[Your goal]: Omitting the images, transcribe the records below exactly as they stand.
BEGIN Recorded information
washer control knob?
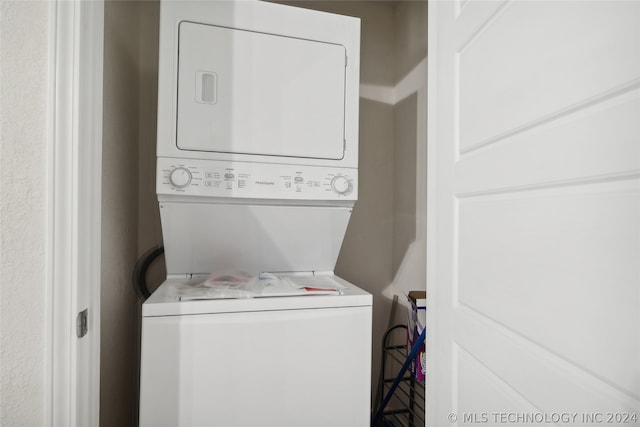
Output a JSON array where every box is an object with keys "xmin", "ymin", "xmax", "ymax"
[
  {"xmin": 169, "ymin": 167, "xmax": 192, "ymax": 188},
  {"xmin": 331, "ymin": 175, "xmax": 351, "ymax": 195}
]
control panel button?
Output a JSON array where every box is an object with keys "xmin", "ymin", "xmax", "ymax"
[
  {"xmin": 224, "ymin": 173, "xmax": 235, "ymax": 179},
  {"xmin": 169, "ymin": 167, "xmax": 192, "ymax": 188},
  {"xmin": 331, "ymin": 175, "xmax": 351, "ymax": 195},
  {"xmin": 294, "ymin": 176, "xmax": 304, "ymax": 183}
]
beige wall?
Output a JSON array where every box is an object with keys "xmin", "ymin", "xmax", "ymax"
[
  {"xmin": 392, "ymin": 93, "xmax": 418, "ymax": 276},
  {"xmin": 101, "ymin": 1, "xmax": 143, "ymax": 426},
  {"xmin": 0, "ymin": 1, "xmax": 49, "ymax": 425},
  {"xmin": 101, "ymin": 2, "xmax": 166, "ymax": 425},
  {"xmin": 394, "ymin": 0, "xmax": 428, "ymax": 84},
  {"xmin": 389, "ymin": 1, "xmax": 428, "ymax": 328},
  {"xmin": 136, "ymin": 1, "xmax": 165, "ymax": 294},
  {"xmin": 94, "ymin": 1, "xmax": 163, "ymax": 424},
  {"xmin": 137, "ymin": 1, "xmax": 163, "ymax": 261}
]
END Recorded information
[Task response]:
washer control knob?
Output a JSON array where every box is an object with keys "xmin", "ymin", "xmax", "ymax"
[
  {"xmin": 169, "ymin": 167, "xmax": 192, "ymax": 188},
  {"xmin": 331, "ymin": 175, "xmax": 351, "ymax": 195}
]
control panel button?
Output a JSON array where every box is an object with keys "xmin", "ymin", "xmax", "ymax"
[
  {"xmin": 224, "ymin": 173, "xmax": 235, "ymax": 179},
  {"xmin": 169, "ymin": 167, "xmax": 192, "ymax": 188},
  {"xmin": 331, "ymin": 175, "xmax": 351, "ymax": 195},
  {"xmin": 294, "ymin": 176, "xmax": 304, "ymax": 183}
]
beige wall?
Output a JSON array where every box is an object with keys "xmin", "ymin", "xmax", "ymax"
[
  {"xmin": 392, "ymin": 93, "xmax": 418, "ymax": 276},
  {"xmin": 101, "ymin": 1, "xmax": 143, "ymax": 426},
  {"xmin": 0, "ymin": 1, "xmax": 49, "ymax": 425},
  {"xmin": 101, "ymin": 2, "xmax": 166, "ymax": 425},
  {"xmin": 394, "ymin": 0, "xmax": 428, "ymax": 84},
  {"xmin": 389, "ymin": 1, "xmax": 428, "ymax": 328},
  {"xmin": 136, "ymin": 1, "xmax": 165, "ymax": 294},
  {"xmin": 94, "ymin": 1, "xmax": 163, "ymax": 424},
  {"xmin": 137, "ymin": 1, "xmax": 163, "ymax": 261}
]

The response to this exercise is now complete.